[Cosa fare] Elenca tutte le parti del brano sulle neuroprotesi racchiuse tra virgolette, in ordine di comparsa.

[Brano scelto]
-=-=-=-=-
Apprendimento artificiale. La messa a punto di un nuovo algoritmo per governare le neuroprotesi
La struttura essenziale dell'innovativo dispositivo è costituita da una schiera di elettrodi, grande pochi centimetri quadrati, che viene impiantata chirurgicamente sulla superficie del cervello.
Ancora progressi nella ricerca sulle neuroprotesi, presidi sempre più sofisticati ed efficaci nel restituire (pur se in gradi diversi) ai soggetti disabili alcune funzioni mancanti o perse. Il nuovo passo avanti, descritto in un recente articolo (pubblicato su “Nature Biotechnology”), è stato compiuto da un gruppo di neuroscienziati dell’Università della California a San Francisco, coordinati da Karunesh Ganguly. Per comprendere di cosa si tratta, occorre richiamare il concetto di “plug and play”, ovvero quella caratteristica tecnica che consente a svariati dispositivi elettronici di uso comune di iniziare a funzionare soltanto con l’inserimento di una spina o col collegamento di un cavo. E proprio a questa idea di semplicità si è ispirato il team di ricercatori statunitensi esperti nella progettazione di neuroprotesi. Questi dispositivi, che vengono collegati direttamente al sistema nervoso di pazienti amputati o paralizzati per comandare arti artificiali o altri dispositivi computerizzati, hanno conosciuto negli ultimi anni un progresso esponenziale, pur presentando ancora alcune importanti limitazioni. Con questo studio, Ganguly e colleghi hanno sicuramente compiuto un notevole passo avanti mettendo a punto, per la prima volta, una neuroprotesi che non richiede un addestramento quotidiano e ripetitivo. “Adattare un sistema di apprendimento artificiale – commenta Ganguly – per farlo funzionare in modo fluido con i sofisticati schemi di apprendimento a lungo termine del cervello è una cosa che non era mai stata dimostrata in una persona colpita da paralisi”.
-=-=-=-=-
Voci del dataset
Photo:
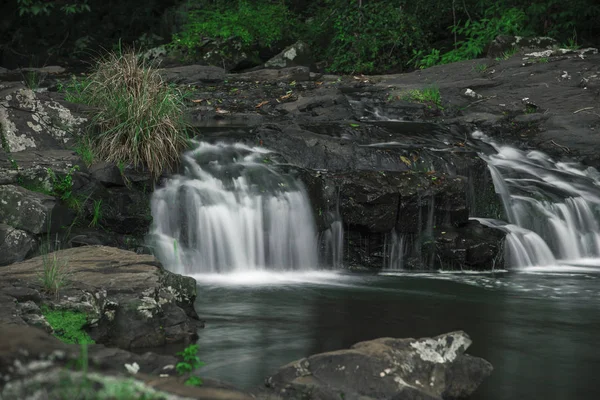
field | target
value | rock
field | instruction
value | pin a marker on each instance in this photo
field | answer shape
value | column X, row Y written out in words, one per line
column 193, row 74
column 386, row 368
column 35, row 120
column 298, row 54
column 131, row 302
column 505, row 43
column 31, row 359
column 32, row 212
column 15, row 244
column 298, row 74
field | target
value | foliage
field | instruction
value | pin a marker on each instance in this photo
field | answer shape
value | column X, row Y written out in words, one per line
-=-=-=-=-
[Risposta]
- Nature Biotechnology
- plug and play
- Adattare un sistema di apprendimento artificiale – commenta Ganguly – per farlo funzionare in modo fluido con i sofisticati schemi di apprendimento a lungo termine del cervello è una cosa che non era mai stata dimostrata in una persona colpita da paralisi